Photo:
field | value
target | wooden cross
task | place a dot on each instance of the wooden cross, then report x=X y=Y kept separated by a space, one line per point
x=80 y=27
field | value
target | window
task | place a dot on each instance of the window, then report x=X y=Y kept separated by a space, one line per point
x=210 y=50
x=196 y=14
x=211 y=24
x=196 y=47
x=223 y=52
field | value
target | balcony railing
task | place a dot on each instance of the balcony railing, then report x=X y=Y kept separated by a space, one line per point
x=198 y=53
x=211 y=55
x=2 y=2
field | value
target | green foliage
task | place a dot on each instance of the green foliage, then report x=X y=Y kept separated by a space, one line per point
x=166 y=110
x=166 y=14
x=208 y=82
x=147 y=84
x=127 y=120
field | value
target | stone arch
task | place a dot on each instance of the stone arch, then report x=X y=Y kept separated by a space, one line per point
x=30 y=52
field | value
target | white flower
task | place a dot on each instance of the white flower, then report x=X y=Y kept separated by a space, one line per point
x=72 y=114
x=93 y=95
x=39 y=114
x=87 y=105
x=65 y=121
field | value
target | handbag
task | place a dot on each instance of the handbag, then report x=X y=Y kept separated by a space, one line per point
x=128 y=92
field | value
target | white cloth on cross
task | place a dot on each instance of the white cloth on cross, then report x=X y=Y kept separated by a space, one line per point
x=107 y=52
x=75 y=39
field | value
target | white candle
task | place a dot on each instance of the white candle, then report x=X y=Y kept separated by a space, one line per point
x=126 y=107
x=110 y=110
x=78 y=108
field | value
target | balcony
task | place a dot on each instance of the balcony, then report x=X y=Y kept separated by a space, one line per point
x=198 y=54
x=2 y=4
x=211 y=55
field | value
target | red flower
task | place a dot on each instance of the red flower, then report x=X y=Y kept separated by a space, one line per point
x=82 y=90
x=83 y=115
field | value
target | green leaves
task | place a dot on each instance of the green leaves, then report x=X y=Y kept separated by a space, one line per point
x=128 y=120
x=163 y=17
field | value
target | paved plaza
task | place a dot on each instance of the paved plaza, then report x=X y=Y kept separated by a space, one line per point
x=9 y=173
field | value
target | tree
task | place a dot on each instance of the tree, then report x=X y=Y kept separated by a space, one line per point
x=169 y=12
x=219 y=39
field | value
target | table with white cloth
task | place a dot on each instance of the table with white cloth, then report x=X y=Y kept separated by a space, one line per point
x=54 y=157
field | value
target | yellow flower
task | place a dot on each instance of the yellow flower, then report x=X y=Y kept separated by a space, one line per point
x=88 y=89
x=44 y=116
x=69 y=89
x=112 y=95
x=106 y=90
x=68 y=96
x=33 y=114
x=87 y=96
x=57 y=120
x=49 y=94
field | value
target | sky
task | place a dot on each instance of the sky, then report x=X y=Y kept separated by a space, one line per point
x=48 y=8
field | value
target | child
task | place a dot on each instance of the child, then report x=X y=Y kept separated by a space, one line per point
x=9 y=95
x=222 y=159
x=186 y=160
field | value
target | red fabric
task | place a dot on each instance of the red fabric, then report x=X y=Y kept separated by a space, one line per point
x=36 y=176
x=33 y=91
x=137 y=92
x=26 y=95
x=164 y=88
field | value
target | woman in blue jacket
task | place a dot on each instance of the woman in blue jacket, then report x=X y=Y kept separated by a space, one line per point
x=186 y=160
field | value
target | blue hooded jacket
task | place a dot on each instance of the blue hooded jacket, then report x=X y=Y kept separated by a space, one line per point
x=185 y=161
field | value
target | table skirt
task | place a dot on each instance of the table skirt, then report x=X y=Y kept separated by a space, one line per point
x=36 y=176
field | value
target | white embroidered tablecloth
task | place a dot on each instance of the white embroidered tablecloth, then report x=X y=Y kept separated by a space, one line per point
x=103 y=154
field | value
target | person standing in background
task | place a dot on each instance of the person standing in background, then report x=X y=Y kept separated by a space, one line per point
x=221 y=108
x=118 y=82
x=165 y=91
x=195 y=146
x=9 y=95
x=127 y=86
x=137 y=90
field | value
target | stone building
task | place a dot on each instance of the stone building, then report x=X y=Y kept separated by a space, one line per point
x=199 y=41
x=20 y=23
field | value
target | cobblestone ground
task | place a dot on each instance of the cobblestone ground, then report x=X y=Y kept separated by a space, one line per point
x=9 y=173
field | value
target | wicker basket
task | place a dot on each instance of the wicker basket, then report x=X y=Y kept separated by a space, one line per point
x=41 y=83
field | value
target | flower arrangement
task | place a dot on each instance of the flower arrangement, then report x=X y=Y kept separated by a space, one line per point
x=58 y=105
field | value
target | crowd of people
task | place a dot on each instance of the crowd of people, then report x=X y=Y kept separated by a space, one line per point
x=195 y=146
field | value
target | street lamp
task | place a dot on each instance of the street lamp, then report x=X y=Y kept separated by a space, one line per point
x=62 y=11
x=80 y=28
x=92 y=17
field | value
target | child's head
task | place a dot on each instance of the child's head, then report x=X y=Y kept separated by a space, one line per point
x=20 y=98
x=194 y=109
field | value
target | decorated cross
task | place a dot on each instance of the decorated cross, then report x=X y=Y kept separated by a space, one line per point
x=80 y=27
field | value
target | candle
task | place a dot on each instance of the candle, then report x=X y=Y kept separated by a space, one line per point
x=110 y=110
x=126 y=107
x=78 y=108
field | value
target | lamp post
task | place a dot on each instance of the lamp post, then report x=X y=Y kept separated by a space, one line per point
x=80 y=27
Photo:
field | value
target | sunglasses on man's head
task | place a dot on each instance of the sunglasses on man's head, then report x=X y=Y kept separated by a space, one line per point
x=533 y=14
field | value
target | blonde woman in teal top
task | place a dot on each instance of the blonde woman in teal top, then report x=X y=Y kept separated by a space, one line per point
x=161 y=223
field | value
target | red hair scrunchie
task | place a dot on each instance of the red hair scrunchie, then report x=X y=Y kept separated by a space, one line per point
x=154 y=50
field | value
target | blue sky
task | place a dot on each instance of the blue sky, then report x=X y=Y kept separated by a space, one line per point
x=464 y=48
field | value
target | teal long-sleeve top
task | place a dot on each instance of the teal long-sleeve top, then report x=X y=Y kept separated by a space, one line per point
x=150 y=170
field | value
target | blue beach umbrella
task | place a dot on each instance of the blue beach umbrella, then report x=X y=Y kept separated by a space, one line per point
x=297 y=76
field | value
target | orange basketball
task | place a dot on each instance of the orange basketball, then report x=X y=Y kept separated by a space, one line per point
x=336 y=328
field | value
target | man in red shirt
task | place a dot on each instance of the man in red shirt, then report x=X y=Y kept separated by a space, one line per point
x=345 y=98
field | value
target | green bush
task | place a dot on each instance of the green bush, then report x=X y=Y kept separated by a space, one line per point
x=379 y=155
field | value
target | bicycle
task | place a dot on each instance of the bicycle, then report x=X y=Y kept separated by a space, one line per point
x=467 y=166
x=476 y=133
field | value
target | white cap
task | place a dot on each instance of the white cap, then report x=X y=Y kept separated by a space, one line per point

# Requirements
Reproduce all of the data above, substituting "put a mark" for every occurrence of "place a dot" and leaving everything else unchanged.

# Result below
Photo:
field | value
target | wooden cross
task | put a mark on each instance of the wooden cross, then report x=X y=Y kept separated by a space, one line per point
x=80 y=27
field | value
target | window
task | put a mark on each instance of the window, then report x=X y=Y kept separated by a space, one line per point
x=210 y=50
x=196 y=14
x=211 y=24
x=196 y=47
x=223 y=52
field | value
target | balcony railing
task | put a mark on each instance of the balcony railing, then report x=X y=Y kept separated by a space, one line per point
x=198 y=53
x=211 y=55
x=2 y=2
field | value
target | green foliage
task | put a mark on each instance of the green foliage, then report x=X y=Y kept separated by a space, one line per point
x=166 y=110
x=166 y=14
x=208 y=82
x=147 y=84
x=127 y=120
field | value
target | stone arch
task | put a mark on each instance of the stone arch, then report x=X y=Y kept separated by a space, one line per point
x=30 y=52
field | value
target | white flower
task | put a mark on each instance of the white flower, then report x=X y=Y kept separated by a space, one line per point
x=72 y=114
x=93 y=95
x=39 y=114
x=87 y=105
x=65 y=121
field | value
target | handbag
task | put a mark on each instance of the handbag, then report x=X y=Y kept separated by a space, one line per point
x=128 y=92
field | value
target | white cloth on cross
task | put a mark on each instance of the white cloth on cross, then report x=X y=Y kept separated by a space, one line per point
x=107 y=52
x=75 y=39
field | value
target | white candle
task | put a mark on each instance of the white candle, then report x=X y=Y kept separated by a space, one line per point
x=126 y=107
x=110 y=110
x=78 y=108
field | value
target | balcony
task | put a mark on each instance of the balcony, then report x=X y=Y kept separated by a space, one line per point
x=198 y=54
x=2 y=4
x=211 y=55
field | value
target | red flower
task | put a mark on each instance of the red flower, then report x=X y=Y kept separated by a space, one line per point
x=82 y=90
x=83 y=115
field | value
target | green leaves
task | put a mark on each instance of the green leaves, then report x=X y=Y kept separated by a space, one line per point
x=128 y=120
x=163 y=17
field | value
target | paved plaza
task | put a mark on each instance of the paved plaza, then report x=X y=Y kept separated by a space, one line per point
x=9 y=173
field | value
target | tree
task | put a mark on each instance of the tree, then report x=X y=Y kept separated by a space, one line per point
x=169 y=12
x=219 y=39
field | value
target | table with white cloth
task | put a mark on each instance of the table with white cloth, then report x=X y=Y kept separated by a space, one line per point
x=54 y=157
field | value
target | yellow flower
task | put a mark on each instance of the yellow flower, then report x=X y=Y kept separated by a space, one line per point
x=88 y=89
x=44 y=116
x=69 y=89
x=112 y=95
x=106 y=90
x=68 y=96
x=33 y=114
x=87 y=96
x=57 y=120
x=49 y=94
field | value
target | sky
task | put a mark on each instance of the sky, then report x=X y=Y kept separated by a space, one line per point
x=48 y=8
field | value
target | child
task | put a mark on each instance of the child, then report x=X y=Y kept separated by a space, one line per point
x=9 y=95
x=222 y=159
x=186 y=160
field | value
target | red fabric
task | put a mark on each instance of the red fabric, then report x=X y=Y kept separated by a space, one line per point
x=36 y=176
x=33 y=91
x=137 y=92
x=26 y=95
x=164 y=88
field | value
target | woman in blue jacket
task | put a mark on each instance of the woman in blue jacket, then report x=X y=Y kept separated by a space, one line per point
x=186 y=160
field | value
target | blue hooded jacket
task | put a mark on each instance of the blue hooded jacket, then report x=X y=Y kept separated by a space, one line per point
x=185 y=161
field | value
target | table skirt
task | put a mark on each instance of the table skirt, then report x=X y=Y kept separated by a space, one line per point
x=36 y=176
field | value
target | white embroidered tablecloth
task | put a mark on each instance of the white embroidered tablecloth, then report x=X y=Y kept separated by a space, one line per point
x=103 y=154
field | value
target | person standing in background
task | put a mark on each instance of the person standing in background, then report x=X y=Y kept separated by a space, one line per point
x=221 y=108
x=118 y=82
x=165 y=91
x=195 y=146
x=9 y=95
x=127 y=86
x=137 y=90
field | value
target | stone building
task | put a mark on each instance of the stone building, then report x=X y=Y kept separated by a space, one line per point
x=199 y=41
x=20 y=23
field | value
target | cobblestone ground
task | put a mark on each instance of the cobblestone ground, then report x=X y=Y kept separated by a space, one line per point
x=9 y=173
field | value
target | wicker basket
task | put a mark on each instance of the wicker basket, then report x=X y=Y kept separated by a space, one line per point
x=41 y=83
field | value
target | flower arrangement
task | put a mark on each instance of the flower arrangement, then report x=X y=Y kept separated by a space, one line per point
x=58 y=105
field | value
target | crowd of people
task | put a mark on each instance of the crowd of people, then report x=X y=Y kept separated by a space, one line per point
x=195 y=146
field | value
target | street lamp
task | put a mark on each instance of the street lamp, then report x=X y=Y kept separated by a space, one line per point
x=62 y=11
x=80 y=28
x=92 y=17
field | value
target | child's head
task | put a mark on each instance of the child's head, then report x=X y=Y kept separated by a space, one line per point
x=20 y=98
x=194 y=109
field | value
target | decorated cross
task | put a mark on each instance of the decorated cross, then report x=X y=Y kept separated by a space, one line per point
x=80 y=27
field | value
target | candle
task | put a mark on each instance of the candle, then report x=X y=Y kept separated by a space, one line per point
x=110 y=110
x=126 y=107
x=78 y=108
field | value
target | lamp post
task | put a mark on each instance of the lamp post, then report x=X y=Y kept separated by a space, one line per point
x=80 y=27
Photo:
field | value
target | sunglasses on man's head
task | put a mark on each instance of the sunglasses on man's head, then report x=X y=Y kept separated by a space, one line per point
x=533 y=14
field | value
target | blonde woman in teal top
task | put a mark on each instance of the blonde woman in teal top, then report x=X y=Y kept separated by a space, one line per point
x=161 y=223
field | value
target | red hair scrunchie
task | put a mark on each instance of the red hair scrunchie, then report x=X y=Y kept separated by a space, one line per point
x=154 y=50
field | value
target | blue sky
task | put a mark on each instance of the blue sky, then report x=X y=Y kept separated by a space, one line per point
x=464 y=48
field | value
target | teal long-sleeve top
task | put a mark on each instance of the teal long-sleeve top, then report x=X y=Y kept separated by a space, one line per point
x=150 y=170
field | value
target | blue beach umbrella
task | put a mark on each instance of the blue beach umbrella, then report x=X y=Y kept separated by a space, one line per point
x=297 y=76
field | value
target | orange basketball
task | put a mark on each instance of the orange basketball, then report x=X y=Y kept separated by a space, one line per point
x=336 y=328
field | value
target | man in red shirt
task | put a mark on each instance of the man in red shirt, then report x=X y=Y kept separated by a space, one line per point
x=345 y=98
field | value
target | green bush
task | put a mark on each instance of the green bush, then report x=X y=Y kept separated by a space, one line per point
x=379 y=155
field | value
target | bicycle
task | put a mark on each instance of the bicycle, then report x=X y=Y kept separated by a space, one line per point
x=467 y=166
x=476 y=133
field | value
target | white cap
task | put a mark on each instance of the white cap, then report x=X y=Y kept separated by a space, one line per point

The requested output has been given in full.